TASK TO CARRY OUT :: Reproduce the lines below verbatim, from the line with "of the round" to the line with "x=905, y=207", including both of those lines.

□ □ □ □

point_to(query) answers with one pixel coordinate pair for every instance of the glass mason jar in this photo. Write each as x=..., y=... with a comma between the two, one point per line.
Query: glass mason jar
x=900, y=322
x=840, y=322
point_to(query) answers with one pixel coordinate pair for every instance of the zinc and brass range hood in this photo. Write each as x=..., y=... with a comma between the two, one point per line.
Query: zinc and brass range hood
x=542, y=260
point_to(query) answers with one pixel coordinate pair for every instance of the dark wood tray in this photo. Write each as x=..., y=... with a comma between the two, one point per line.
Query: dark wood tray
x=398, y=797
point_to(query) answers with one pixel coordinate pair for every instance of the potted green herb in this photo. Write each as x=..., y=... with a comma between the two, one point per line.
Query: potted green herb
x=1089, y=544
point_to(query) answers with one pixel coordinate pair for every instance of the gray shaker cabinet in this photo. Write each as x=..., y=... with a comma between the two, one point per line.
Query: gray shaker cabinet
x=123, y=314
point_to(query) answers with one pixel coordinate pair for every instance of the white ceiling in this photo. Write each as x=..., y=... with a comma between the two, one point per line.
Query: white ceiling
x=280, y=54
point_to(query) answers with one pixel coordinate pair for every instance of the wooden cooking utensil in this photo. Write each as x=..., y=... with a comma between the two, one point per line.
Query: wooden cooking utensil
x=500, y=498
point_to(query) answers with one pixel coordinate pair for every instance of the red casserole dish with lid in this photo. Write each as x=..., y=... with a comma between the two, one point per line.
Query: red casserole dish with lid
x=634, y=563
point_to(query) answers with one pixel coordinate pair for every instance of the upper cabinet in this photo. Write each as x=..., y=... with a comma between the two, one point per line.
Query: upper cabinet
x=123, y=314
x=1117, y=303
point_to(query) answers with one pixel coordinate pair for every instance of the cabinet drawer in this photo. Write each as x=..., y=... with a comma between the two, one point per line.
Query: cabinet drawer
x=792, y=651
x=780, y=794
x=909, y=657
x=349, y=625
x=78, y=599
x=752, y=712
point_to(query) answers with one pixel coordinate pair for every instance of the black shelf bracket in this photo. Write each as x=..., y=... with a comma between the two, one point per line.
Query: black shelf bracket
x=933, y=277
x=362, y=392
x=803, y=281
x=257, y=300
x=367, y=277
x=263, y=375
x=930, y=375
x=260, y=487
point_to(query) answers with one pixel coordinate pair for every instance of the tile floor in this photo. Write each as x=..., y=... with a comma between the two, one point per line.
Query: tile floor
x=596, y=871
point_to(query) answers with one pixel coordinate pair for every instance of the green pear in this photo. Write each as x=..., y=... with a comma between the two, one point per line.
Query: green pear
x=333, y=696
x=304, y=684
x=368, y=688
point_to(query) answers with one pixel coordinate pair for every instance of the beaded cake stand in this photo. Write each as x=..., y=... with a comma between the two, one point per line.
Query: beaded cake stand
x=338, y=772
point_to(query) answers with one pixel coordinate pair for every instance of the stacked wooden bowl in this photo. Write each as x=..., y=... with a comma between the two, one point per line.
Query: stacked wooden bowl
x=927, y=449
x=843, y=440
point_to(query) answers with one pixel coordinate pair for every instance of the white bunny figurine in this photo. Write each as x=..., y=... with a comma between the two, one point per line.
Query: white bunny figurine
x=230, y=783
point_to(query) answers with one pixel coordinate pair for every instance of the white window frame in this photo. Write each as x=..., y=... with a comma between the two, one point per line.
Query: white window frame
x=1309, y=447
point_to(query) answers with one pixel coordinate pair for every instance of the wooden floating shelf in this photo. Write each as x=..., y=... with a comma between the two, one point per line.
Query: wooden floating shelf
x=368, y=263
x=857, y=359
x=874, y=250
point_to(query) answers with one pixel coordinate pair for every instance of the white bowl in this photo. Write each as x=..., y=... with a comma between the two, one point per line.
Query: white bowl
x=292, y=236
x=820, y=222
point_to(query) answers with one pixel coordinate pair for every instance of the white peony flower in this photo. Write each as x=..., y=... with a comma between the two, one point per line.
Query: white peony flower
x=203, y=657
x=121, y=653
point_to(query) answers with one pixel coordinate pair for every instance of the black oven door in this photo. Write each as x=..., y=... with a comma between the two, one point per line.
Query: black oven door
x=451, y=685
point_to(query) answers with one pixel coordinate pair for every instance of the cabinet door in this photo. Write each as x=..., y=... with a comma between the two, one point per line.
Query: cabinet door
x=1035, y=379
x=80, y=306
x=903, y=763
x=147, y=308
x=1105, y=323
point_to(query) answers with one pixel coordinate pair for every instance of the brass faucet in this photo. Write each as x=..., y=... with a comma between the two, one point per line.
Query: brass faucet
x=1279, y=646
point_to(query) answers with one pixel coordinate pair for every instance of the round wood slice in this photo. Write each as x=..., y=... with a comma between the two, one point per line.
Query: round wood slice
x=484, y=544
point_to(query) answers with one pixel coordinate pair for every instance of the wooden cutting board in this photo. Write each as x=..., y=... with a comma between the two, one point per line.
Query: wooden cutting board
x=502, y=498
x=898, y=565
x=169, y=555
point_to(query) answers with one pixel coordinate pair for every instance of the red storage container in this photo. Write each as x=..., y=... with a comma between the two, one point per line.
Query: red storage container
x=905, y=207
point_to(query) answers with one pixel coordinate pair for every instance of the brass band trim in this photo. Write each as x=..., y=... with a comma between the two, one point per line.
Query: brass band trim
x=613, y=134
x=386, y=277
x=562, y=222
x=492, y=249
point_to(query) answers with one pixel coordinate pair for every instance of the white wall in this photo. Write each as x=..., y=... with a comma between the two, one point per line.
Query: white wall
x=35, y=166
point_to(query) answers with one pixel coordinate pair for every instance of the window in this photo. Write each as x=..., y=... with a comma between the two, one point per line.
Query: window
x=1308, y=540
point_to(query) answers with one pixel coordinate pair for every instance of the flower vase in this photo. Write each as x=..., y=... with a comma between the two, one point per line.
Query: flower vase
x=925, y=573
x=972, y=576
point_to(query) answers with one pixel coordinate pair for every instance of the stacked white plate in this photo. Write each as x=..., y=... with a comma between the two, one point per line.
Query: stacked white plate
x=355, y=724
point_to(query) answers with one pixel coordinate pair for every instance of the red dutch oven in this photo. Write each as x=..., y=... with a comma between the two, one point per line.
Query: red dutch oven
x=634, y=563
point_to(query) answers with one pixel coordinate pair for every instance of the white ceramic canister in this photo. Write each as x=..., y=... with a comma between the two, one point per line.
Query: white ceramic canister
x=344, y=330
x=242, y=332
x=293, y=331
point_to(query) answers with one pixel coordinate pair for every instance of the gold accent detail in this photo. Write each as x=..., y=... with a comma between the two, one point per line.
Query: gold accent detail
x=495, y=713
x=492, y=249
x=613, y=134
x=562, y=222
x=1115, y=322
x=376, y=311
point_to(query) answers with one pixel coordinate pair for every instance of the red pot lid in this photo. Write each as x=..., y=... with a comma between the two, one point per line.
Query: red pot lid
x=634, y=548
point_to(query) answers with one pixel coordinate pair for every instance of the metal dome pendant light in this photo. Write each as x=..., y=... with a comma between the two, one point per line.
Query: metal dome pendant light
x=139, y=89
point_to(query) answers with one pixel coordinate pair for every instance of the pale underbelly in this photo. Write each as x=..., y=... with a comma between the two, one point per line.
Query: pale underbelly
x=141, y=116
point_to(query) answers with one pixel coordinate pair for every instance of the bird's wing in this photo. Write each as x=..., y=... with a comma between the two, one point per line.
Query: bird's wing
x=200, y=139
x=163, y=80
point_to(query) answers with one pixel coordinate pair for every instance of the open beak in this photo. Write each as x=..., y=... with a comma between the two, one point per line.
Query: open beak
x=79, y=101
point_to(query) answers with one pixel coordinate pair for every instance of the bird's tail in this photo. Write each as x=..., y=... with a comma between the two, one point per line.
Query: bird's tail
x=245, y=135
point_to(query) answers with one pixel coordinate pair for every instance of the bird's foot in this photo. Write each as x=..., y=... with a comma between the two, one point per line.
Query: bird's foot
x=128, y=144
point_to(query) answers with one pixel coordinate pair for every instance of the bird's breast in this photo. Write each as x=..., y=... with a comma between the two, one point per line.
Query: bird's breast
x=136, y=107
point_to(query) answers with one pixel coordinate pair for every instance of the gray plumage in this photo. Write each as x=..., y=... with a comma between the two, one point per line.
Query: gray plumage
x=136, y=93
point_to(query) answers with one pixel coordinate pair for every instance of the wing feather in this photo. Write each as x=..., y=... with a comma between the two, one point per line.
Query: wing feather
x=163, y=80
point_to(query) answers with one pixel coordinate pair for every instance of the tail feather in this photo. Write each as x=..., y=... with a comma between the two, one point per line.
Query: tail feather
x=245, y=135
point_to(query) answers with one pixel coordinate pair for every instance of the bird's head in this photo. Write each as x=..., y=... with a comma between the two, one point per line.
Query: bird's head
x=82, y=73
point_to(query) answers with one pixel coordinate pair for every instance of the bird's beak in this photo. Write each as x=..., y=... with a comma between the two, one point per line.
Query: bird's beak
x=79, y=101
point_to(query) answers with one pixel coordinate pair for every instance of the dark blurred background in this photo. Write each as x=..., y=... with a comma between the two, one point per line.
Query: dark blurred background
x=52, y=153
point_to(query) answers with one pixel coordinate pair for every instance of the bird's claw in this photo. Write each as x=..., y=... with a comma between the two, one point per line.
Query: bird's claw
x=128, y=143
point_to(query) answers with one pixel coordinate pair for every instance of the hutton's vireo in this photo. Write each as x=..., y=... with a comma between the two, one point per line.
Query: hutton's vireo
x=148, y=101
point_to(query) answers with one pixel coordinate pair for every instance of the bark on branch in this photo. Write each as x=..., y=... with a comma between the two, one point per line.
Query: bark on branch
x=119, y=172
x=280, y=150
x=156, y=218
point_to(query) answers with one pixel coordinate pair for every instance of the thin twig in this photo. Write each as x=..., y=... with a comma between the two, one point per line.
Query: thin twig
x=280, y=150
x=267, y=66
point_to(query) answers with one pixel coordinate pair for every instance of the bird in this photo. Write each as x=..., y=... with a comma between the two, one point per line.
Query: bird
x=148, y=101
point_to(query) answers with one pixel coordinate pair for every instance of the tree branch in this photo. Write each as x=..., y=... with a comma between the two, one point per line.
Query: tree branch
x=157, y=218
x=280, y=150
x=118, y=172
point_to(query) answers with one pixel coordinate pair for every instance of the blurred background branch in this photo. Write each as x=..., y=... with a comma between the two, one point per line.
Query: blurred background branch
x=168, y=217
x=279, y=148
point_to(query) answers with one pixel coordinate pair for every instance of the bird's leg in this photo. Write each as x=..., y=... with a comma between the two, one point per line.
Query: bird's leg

□ □ □ □

THE ANSWER ::
point_to(query) answers with one pixel coordinate pair for every instance of the round wood slice in this photo. Write each as x=..., y=... with a comma between the two, one point per line.
Query: round wood slice
x=484, y=544
point_to(query) answers with one pixel coordinate pair for every instance of the wooden cutting board in this photo. Write each as x=..., y=... with a comma between the two, one point per line.
Query: wooden cutting board
x=502, y=498
x=898, y=565
x=169, y=555
point_to(query) answers with one pixel coordinate pair for every instance of the red storage container in this photo. Write each as x=..., y=... with a comma between the two, one point per line.
Query: red storage container
x=905, y=207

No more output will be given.